▶ Task to carry out
Render every line of the data below as a Markdown table with the columns Row and Line, numbering each line and skipping any blank lines.

[Rows taken from a pointing dataset]
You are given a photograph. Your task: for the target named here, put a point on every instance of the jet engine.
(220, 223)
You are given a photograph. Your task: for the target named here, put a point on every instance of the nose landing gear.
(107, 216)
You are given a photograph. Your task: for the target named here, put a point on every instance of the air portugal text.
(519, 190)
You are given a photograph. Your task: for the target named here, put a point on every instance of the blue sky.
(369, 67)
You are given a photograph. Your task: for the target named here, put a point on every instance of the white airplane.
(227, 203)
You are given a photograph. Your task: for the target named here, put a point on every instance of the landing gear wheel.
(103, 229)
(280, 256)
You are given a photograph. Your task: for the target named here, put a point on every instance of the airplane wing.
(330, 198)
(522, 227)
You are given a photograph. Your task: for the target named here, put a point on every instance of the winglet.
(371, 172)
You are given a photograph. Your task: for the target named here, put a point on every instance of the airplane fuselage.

▶ Answer to the exercise
| Row | Line |
|---|---|
| 1 | You are given a photograph. Your task: for the target named here, put a point on every instance of the jet engine. |
| 2 | (220, 223) |
| 3 | You are given a photograph. Your task: for the target named here, put a point on every instance of the nose landing gear. |
| 4 | (107, 216) |
| 5 | You are given a photograph. Your task: for the target named here, put a point on every instance of the air portugal text. |
| 6 | (519, 190) |
| 7 | You are given a photograph. Your task: for the target named here, put a point on every instance of the blue sky. |
| 8 | (369, 67) |
| 9 | You are given a photograph. Your task: for the target named here, put a point on every instance of the white airplane. |
| 10 | (227, 203) |
| 11 | You are given a photograph. Your task: for the target named here, put a point on every instance of the landing gear wheel. |
| 12 | (103, 229) |
| 13 | (280, 256) |
| 14 | You are given a photograph. Your task: for the target named here, put a point on every instance of the airplane wing. |
| 15 | (330, 198) |
| 16 | (522, 227) |
| 17 | You are given a photograph. Your task: for the target named here, put a point on every instance of the winglet. |
| 18 | (371, 172) |
| 19 | You are given a photograph. Your task: for the target named here, put a point on every instance of the airplane fuselage. |